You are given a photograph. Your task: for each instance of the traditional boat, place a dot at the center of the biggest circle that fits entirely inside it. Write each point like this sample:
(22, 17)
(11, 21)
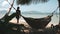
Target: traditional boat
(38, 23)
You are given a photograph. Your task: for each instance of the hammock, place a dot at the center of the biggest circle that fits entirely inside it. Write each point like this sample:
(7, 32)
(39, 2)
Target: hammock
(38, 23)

--

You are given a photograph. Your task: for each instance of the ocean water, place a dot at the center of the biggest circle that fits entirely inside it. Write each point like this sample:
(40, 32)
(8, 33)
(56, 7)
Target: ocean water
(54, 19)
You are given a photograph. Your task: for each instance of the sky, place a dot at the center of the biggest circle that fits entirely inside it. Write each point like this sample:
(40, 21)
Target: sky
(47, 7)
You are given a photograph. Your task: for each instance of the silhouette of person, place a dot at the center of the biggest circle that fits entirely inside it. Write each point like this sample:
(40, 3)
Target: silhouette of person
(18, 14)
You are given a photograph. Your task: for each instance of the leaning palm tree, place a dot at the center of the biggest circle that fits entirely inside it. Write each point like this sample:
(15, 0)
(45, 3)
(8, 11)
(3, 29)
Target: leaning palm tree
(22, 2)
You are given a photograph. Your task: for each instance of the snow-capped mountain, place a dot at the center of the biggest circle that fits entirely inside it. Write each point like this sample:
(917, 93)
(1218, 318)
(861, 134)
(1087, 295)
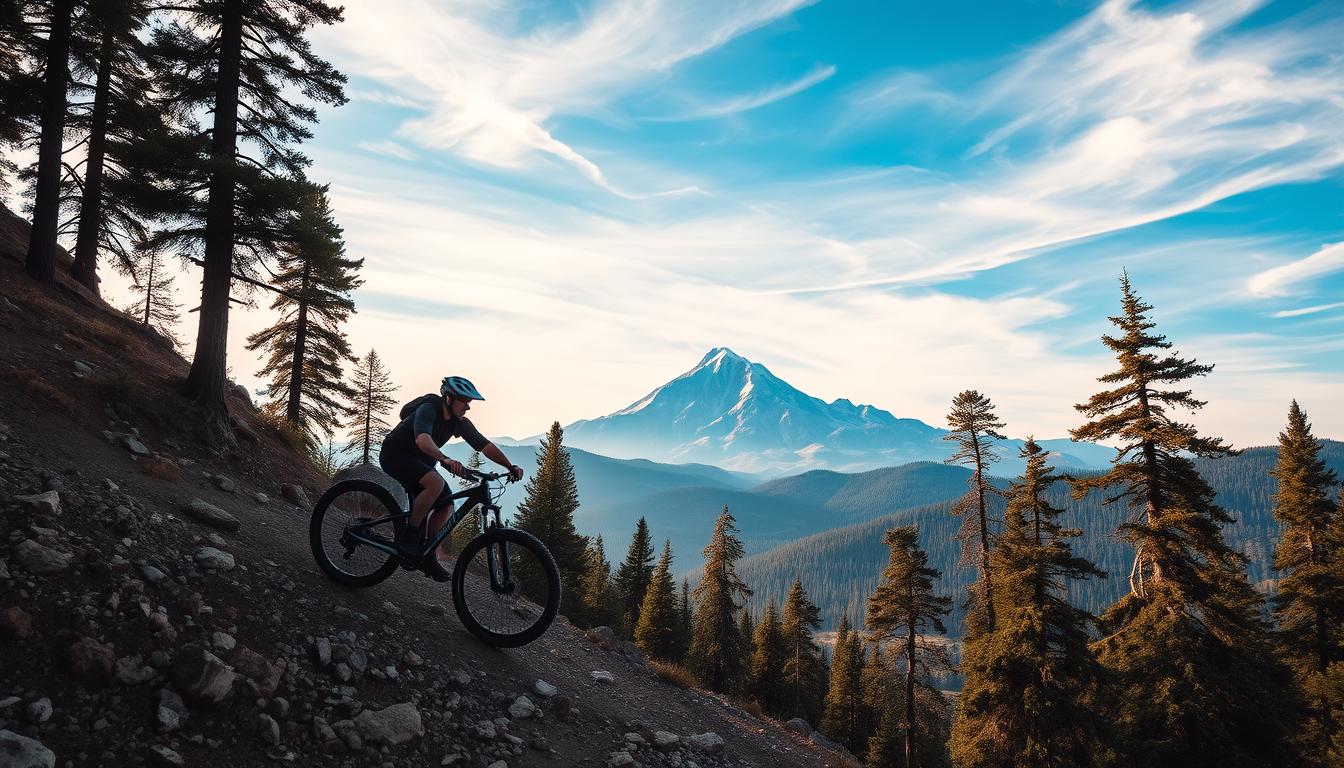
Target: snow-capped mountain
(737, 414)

What needs to be done
Find how many lines in the records contain the string "that", then give the number alone.

Result below
7